→ PROBLEMS TO SOLVE
[1] In the political blog excerpt, condense the paragraph that begins "The post goes on to describe" into a short bulleted list that keeps its main facts.
[2] Pick up the political blog excerpt after its final sentence and keep writing it.

→ PROVIDED PASSAGE
##########

The Colorado primaries were held yesterday, and my interest level in the results is directly in proportion to my participation level. Which was zilch, because I'm an independent.

Oh, there was one point of interest: Doug Bruce lost. He got promoted to the state legislature last year when the El Paso county commission could no longer abide his antics. And his antics have been legion. He often disrupted the proceedings and was called everything from a slumlord (property he owns really was disgusting) to a sociopath. He raised a stink even before he was sworn in to the legislature because he didn't like the way he was to be sworn in, and later that day he kicked, or in some way assaulted, a news photographer. He was once ordered to leave the state house podium for calling Colorado's Mexican labor force "illiterate peasants" and was booted off the military affairs committee for refusing to vote in favor of a resolution veterans.

I guess it was a good day after all. Even if I did have to stay home.

Tuesday, August 12, 2008

Watch out for "nonpartisans"

One of the Web sites I regularly visit, Vote Out Incumbents Democracy (VOID), made a great point the other day about the misuse and abuse of the term "nonpartisan" by partisan interests. It's a timely reminder that "independent" and "nonpartisan" are not always interchangeable words. Here's an excerpt:

Strictly speaking, the term [nonpartisan] means not controlled or influenced by, or supporting, any single political party. But it is a loaded word, because it carries with it the following synonyms' meanings as well: unprejudiced, just, nonaligned, unbiased, independent, uninfluenced, unaffected, uninvolved, unimplicated, unbigoted, objective.

And very partisan interests and high priced lawyers and political advisers exploit the meanings of those synonyms in their usage of the word "non-partisan." It is a term that must be considered by a time reference. ...But non-partisan only has meaning in a time-framed context. One can be partisan in the 2006 elections and approach the 2008 elections in a non-partisan fashion, having learned something of the value of making choices by criteria other than political party name or affiliation.
The post goes on to describe how VOID is at times accused of being partisan because it advocates voting out "irresponsible, corrupt, or ineffective politicians," as they did in the 2006 midterms. I can relate; while I was glad that the GOP lost control of Congress that year, that in no way meant that I was a Democrat—although some people saw it that way. I'm an independent who leans neither Republican nor Democrat. And my pleasure at seeing the GOP get punished for Iraq and so much else is no reflection of my vote that year. For all anyone knows, since I keep my vote to myself, I may have voted for third-party candidates rather than Democrats. Or maybe I didn't vote at all. Only I know.

Like VOID, I cannot fathom why voters continue to re-elect incumbents who have done little or nothing to improve the lives of their constituents, have paid scant attention to voters' concerns, and are just as embroiled in scandalous, fraudulent behavior as those who got caught and made headlines. I'm not talking about all incumbents; I'm talking about those who have abused the power the voters gave them. You know who they are, in your own district, state and beyond.

Why do voters do this? Is it just easier? Are they so tied to their party that they want it to maintain power no matter what? What do you think?

Monday, August 11, 2008

New presidential survey from Barna

Fascinating results today from a survey conducted by highly respected pollster George Barna. As he points out elsewhere, most polls simply ask if a person is evangelical; The Barna Group asks specific questions about religious beliefs and determines from that if the respondent is evangelical.

##########

→ DATASET EXTRACT
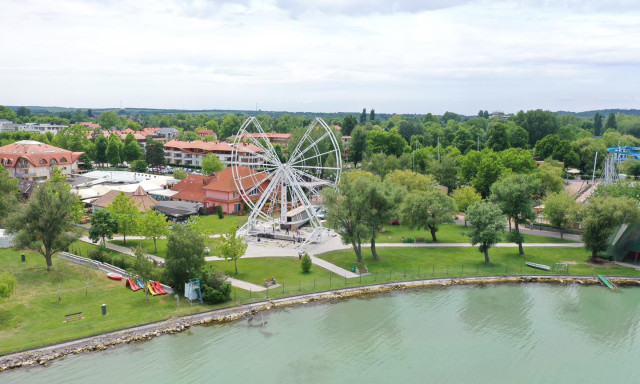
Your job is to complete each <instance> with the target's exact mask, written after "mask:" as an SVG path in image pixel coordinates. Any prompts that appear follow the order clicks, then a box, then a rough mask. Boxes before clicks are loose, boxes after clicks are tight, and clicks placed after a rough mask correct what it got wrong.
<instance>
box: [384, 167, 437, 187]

##########

→ ANSWERS BY ITEM NUMBER
[1]
- VOID is sometimes called partisan because it urges voting out "irresponsible, corrupt, or ineffective politicians," as it did in the 2006 midterms.
- The writer relates to this. They were glad the GOP lost control of Congress in 2006, and some people took that to mean they were a Democrat.
- The writer is an independent who leans neither Republican nor Democrat.
- Their pleasure at the GOP being punished for Iraq and other things says nothing about how they voted that year.
- They keep their vote private. They may have voted for third-party candidates, or not voted at all, and only they know.

[2]
Here's an indication of the staggering difference in results using the two methods:

Using the common approach of allowing people to self-identify as evangelicals, 40% of adults classify themselves as such. Among them, 83% are likely to vote in November. Among the self-reported evangelicals who are likely to vote, John McCain holds a narrow 39% to 37% lead over Sen. Obama. Nearly one-quarter of this segment (23%) is still undecided about who they will vote for.

Using the Barna approach of studying people’s core religious beliefs produces a very different outcome. Just 8% of the adult population qualifies as evangelical based on their answers to the nine belief questions. Among that segment, a significantly higher proportion (90%) is likely to vote in November, and Sen. McCain holds a huge lead (61%-17%) over the Democratic nominee. Overall, just 14% of this group remains undecided regarding their candidate of choice.
Wow. Those are some crazy wild disparities. You can find the full survey results here.

Thursday, August 7, 2008

The Misunderstood Undecided Voter

As anyone who has read We the Purple the book or We the Purple the blog* knows by now, I truly resent the fact that the MSM so often links the word "undecided" with the word "independent." The independents I know—that is, the politically active ones—are, um, highly opinionated and very much decided. As I wrote in We the Purple the book:
Really now, what image comes to your mind when you think of an undecided voter? A nervous, fidgety Edith Bunker who's afraid of making the wrong decision? A neurotic individual who weighs every factor in excruciating detail to such an extent that making a rational decision has become an impossibility?
But today I'm here to defend the undecided voter in this year's election, and here's why: I respect the fact that they still want to vote even though many of them say they don't like either candidate. You gotta love someone who's intent in doing their civic duty despite the nausea it produces.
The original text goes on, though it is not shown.